What is required
Give back every entry below, exactly as written.
= Beginning of Section =
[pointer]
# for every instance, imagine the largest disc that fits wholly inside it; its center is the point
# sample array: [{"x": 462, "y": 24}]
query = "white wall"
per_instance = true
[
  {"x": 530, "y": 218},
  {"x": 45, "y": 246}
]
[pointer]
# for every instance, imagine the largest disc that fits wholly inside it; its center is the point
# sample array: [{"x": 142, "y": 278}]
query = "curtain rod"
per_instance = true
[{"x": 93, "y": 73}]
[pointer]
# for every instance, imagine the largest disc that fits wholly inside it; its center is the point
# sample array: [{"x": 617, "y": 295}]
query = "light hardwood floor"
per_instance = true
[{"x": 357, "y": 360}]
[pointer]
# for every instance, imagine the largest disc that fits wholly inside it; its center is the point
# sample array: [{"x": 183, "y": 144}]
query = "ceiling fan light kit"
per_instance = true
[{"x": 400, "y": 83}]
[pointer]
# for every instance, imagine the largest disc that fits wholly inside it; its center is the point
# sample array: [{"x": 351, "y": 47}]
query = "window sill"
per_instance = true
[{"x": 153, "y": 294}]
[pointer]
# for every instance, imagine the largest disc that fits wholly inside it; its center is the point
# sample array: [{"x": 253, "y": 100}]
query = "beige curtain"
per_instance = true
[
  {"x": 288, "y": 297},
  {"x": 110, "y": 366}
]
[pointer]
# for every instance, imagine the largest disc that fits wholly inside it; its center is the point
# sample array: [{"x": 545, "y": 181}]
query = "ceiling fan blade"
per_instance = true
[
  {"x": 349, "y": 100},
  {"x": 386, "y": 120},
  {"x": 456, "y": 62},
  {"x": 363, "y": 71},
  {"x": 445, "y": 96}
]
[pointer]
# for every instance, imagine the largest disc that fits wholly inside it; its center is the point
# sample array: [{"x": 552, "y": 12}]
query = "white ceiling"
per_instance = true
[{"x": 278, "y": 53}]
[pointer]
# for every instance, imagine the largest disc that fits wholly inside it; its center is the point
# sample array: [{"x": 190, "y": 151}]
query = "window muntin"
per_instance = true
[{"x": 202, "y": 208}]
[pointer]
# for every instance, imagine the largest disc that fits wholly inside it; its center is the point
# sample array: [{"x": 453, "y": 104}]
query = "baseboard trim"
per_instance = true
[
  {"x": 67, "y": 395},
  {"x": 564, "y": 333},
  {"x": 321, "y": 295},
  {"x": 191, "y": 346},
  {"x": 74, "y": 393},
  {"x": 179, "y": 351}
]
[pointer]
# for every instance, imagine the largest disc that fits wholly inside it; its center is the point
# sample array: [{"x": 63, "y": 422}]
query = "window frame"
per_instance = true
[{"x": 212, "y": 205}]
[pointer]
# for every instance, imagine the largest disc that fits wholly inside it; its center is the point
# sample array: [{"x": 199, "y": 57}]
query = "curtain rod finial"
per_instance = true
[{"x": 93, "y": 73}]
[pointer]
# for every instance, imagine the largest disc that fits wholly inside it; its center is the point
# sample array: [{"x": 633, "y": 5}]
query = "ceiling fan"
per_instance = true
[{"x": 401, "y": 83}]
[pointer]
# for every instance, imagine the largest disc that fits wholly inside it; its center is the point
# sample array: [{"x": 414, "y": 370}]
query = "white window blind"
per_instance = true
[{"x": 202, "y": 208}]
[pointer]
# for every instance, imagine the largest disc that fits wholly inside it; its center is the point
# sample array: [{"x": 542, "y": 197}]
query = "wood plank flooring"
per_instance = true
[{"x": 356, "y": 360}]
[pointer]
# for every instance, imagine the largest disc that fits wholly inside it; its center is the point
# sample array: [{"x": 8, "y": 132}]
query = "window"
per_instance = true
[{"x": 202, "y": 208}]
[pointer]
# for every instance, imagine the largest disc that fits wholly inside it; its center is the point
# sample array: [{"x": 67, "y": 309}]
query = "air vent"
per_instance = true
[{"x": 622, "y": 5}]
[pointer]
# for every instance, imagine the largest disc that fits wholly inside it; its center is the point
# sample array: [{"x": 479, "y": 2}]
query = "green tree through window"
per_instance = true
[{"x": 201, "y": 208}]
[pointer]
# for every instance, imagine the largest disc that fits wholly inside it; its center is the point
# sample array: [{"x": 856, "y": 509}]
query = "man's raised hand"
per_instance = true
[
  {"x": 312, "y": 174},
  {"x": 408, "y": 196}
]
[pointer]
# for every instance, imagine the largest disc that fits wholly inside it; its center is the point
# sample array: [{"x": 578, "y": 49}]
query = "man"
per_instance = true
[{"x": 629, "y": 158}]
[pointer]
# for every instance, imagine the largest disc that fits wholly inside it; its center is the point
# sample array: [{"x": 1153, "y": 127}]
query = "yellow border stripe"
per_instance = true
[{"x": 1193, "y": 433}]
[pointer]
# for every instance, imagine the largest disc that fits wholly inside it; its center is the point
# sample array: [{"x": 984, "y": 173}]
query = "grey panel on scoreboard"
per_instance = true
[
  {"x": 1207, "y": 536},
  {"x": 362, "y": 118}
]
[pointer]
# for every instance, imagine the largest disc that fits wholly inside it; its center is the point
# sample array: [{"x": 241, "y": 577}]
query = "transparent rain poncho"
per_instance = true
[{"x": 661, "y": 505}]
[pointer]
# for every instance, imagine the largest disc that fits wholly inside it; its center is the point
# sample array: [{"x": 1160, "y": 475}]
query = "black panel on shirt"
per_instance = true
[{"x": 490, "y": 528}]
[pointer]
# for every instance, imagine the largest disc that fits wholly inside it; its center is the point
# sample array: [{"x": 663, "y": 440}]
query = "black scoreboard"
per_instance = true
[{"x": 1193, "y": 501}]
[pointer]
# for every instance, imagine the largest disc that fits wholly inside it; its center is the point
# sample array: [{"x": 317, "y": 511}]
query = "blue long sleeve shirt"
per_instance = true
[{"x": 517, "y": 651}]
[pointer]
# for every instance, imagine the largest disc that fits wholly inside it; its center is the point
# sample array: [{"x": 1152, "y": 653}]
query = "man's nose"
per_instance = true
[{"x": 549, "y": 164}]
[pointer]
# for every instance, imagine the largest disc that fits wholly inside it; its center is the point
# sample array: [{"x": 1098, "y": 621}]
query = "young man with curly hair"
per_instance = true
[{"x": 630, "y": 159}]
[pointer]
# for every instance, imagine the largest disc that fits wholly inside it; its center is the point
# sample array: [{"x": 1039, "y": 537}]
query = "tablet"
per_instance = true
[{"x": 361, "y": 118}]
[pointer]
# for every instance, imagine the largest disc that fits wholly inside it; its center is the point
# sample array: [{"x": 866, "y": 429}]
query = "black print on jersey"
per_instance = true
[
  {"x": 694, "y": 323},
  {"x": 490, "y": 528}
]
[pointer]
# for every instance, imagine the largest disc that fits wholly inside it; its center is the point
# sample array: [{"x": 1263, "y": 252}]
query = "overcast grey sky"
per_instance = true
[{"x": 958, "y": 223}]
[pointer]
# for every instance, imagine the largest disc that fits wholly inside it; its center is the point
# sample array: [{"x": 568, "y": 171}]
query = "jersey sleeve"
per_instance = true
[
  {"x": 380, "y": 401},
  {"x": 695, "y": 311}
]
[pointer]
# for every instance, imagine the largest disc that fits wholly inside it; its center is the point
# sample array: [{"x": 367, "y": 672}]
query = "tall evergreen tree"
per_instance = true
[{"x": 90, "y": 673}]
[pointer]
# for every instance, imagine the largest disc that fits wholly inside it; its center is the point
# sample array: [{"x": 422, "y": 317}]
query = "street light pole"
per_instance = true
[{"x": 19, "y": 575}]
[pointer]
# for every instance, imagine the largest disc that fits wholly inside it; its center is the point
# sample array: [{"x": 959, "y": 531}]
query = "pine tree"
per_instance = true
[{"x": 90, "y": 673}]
= End of Section =
Final answer
[pointer]
# for every instance, imagine the largest disc that fits wholly inside it; its center is the point
# sample array: [{"x": 462, "y": 24}]
query = "white wall"
per_instance = true
[
  {"x": 530, "y": 218},
  {"x": 45, "y": 246}
]
[pointer]
# for every instance, imagine the largest disc that fits wholly inside it; its center is the point
# sample array: [{"x": 142, "y": 278}]
query = "curtain rod"
per_instance = true
[{"x": 93, "y": 73}]
[pointer]
# for every instance, imagine the largest disc that fits wholly inside it; its center is the point
# sample array: [{"x": 617, "y": 295}]
query = "light hardwood floor"
per_instance = true
[{"x": 357, "y": 360}]
[pointer]
# for every instance, imagine the largest disc that fits wholly inside it; its center is the point
# sample array: [{"x": 183, "y": 144}]
query = "ceiling fan light kit"
per_instance = true
[{"x": 400, "y": 83}]
[pointer]
# for every instance, imagine the largest disc that fits wholly inside it; its center is the point
# sample array: [{"x": 351, "y": 47}]
query = "window sill"
per_instance = true
[{"x": 153, "y": 294}]
[pointer]
# for every instance, imagine the largest disc that fits wholly inside it; its center is the point
# sample array: [{"x": 253, "y": 100}]
query = "beige curtain"
per_instance = true
[
  {"x": 288, "y": 297},
  {"x": 110, "y": 366}
]
[pointer]
# for every instance, imagine the largest disc that fits wholly inside it; its center is the point
# sample array: [{"x": 545, "y": 181}]
query = "ceiling fan blade"
per_instance = true
[
  {"x": 349, "y": 100},
  {"x": 386, "y": 120},
  {"x": 456, "y": 62},
  {"x": 363, "y": 71},
  {"x": 445, "y": 96}
]
[pointer]
# for every instance, imagine the largest disc that fits wholly inside it; its center is the point
# sample array: [{"x": 552, "y": 12}]
query = "white ceiling"
per_instance = true
[{"x": 278, "y": 53}]
[pointer]
# for every instance, imagine the largest disc that fits wholly inside it; its center is the point
# sample array: [{"x": 190, "y": 151}]
query = "window muntin"
per_instance = true
[{"x": 202, "y": 208}]
[pointer]
# for every instance, imagine the largest disc that fits wholly inside it; its center is the point
# sample array: [{"x": 453, "y": 104}]
query = "baseboard trim"
per_instance = true
[
  {"x": 67, "y": 395},
  {"x": 564, "y": 333},
  {"x": 321, "y": 295},
  {"x": 191, "y": 346},
  {"x": 74, "y": 393},
  {"x": 179, "y": 351}
]
[pointer]
# for every instance, imagine the largest disc that fits wholly inside it; its center is the point
# sample array: [{"x": 63, "y": 422}]
query = "window frame"
per_instance = true
[{"x": 212, "y": 205}]
[pointer]
# for every instance, imagine the largest disc that fits wholly inside it; its center is the point
# sample array: [{"x": 199, "y": 57}]
query = "curtain rod finial"
per_instance = true
[{"x": 93, "y": 73}]
[pointer]
# for every instance, imagine the largest disc that fits wholly inside it; its center is the point
# sample array: [{"x": 633, "y": 5}]
query = "ceiling fan"
per_instance = true
[{"x": 401, "y": 83}]
[pointer]
# for every instance, imagine the largest disc that fits wholly inside it; its center is the point
# sample array: [{"x": 414, "y": 370}]
query = "white window blind"
per_instance = true
[{"x": 202, "y": 208}]
[pointer]
# for every instance, imagine the largest disc that fits wholly inside it; its center is the point
# sample array: [{"x": 542, "y": 197}]
query = "wood plank flooring"
per_instance = true
[{"x": 356, "y": 360}]
[pointer]
# for every instance, imagine the largest disc that fits wholly inside it; its center is the point
# sample array: [{"x": 8, "y": 132}]
query = "window"
per_instance = true
[{"x": 202, "y": 208}]
[pointer]
# for every instance, imagine the largest disc that fits wholly inside it; its center is the point
# sample array: [{"x": 67, "y": 309}]
query = "air vent"
per_instance = true
[{"x": 622, "y": 5}]
[pointer]
# for every instance, imagine the largest disc that fits wholly inside it; its center is the point
# sample array: [{"x": 479, "y": 2}]
query = "green tree through window"
per_instance = true
[{"x": 201, "y": 208}]
[pointer]
# for every instance, imagine the largest disc that fits wholly inside it; its center is the point
# sample array: [{"x": 856, "y": 509}]
query = "man's raised hand"
per_instance = true
[
  {"x": 312, "y": 174},
  {"x": 408, "y": 196}
]
[pointer]
# for every instance, imagine the largest disc that fits wholly inside it; its center is the point
# sample array: [{"x": 578, "y": 49}]
query = "man"
per_instance = true
[{"x": 629, "y": 158}]
[pointer]
# for every instance, imagine the largest disc that fits wholly inside it; its center is the point
# sample array: [{"x": 1153, "y": 127}]
query = "yellow border stripe"
per_instance = true
[{"x": 1193, "y": 433}]
[pointer]
# for every instance, imagine the largest disc that fits wholly inside it; its center is the point
# sample array: [{"x": 984, "y": 173}]
query = "grey panel on scoreboard"
per_instance = true
[
  {"x": 1207, "y": 536},
  {"x": 362, "y": 118}
]
[pointer]
# for every instance, imagine the largest disc that fits wholly inside it; its center is the point
# sample array: [{"x": 241, "y": 577}]
query = "transparent rain poncho"
per_instance = true
[{"x": 661, "y": 505}]
[pointer]
# for every instance, imagine the largest disc that fits wholly inside it; its center is the point
# sample array: [{"x": 1160, "y": 475}]
query = "black panel on shirt"
per_instance = true
[{"x": 490, "y": 528}]
[pointer]
# for every instance, imagine the largest disc that fits wholly inside it; its center is the point
# sample array: [{"x": 663, "y": 440}]
query = "black scoreboard"
per_instance = true
[{"x": 1193, "y": 501}]
[pointer]
# for every instance, imagine the largest disc that fits wholly inside it; its center is the point
# sample array: [{"x": 317, "y": 511}]
query = "blue long sleeve shirt"
per_instance = true
[{"x": 517, "y": 651}]
[pointer]
# for every instance, imagine the largest disc that fits wholly inside it; its center is the point
# sample array: [{"x": 1152, "y": 653}]
query = "man's nose"
per_instance = true
[{"x": 549, "y": 164}]
[pointer]
# for every instance, imagine the largest disc that fits wholly inside it; its center is the point
# sample array: [{"x": 1098, "y": 621}]
query = "young man with curly hair"
per_instance = true
[{"x": 630, "y": 159}]
[pointer]
# for every instance, imagine the largest disc that fits wholly inside it; its center is the point
# sample array: [{"x": 1039, "y": 537}]
query = "tablet"
per_instance = true
[{"x": 361, "y": 118}]
[pointer]
# for every instance, imagine the largest disc that fits wholly inside it; its center is the point
# sample array: [{"x": 866, "y": 429}]
query = "black print on jersey"
per_instance = true
[
  {"x": 694, "y": 323},
  {"x": 490, "y": 528}
]
[pointer]
# for every instance, imagine the largest disc that fits wholly inside it; its center is the point
# sample array: [{"x": 1263, "y": 252}]
query = "overcast grey sky"
per_instance = true
[{"x": 958, "y": 223}]
[pointer]
# for every instance, imagine the largest disc that fits wholly inside it; its center is the point
# sample array: [{"x": 568, "y": 171}]
query = "jersey sleeve"
per_instance = true
[
  {"x": 380, "y": 401},
  {"x": 695, "y": 311}
]
[pointer]
# for every instance, imagine the largest disc that fits wholly inside it; its center is the point
# sample array: [{"x": 367, "y": 672}]
query = "tall evergreen tree"
per_instance = true
[{"x": 90, "y": 673}]
[pointer]
# for every instance, imagine the largest disc that fits wholly inside it; its center is the point
# sample array: [{"x": 422, "y": 317}]
query = "street light pole"
per_instance = true
[{"x": 19, "y": 575}]
[pointer]
# for every instance, imagine the largest disc that fits wholly inside it; its center is the point
# sample array: [{"x": 959, "y": 531}]
query = "pine tree"
per_instance = true
[{"x": 90, "y": 673}]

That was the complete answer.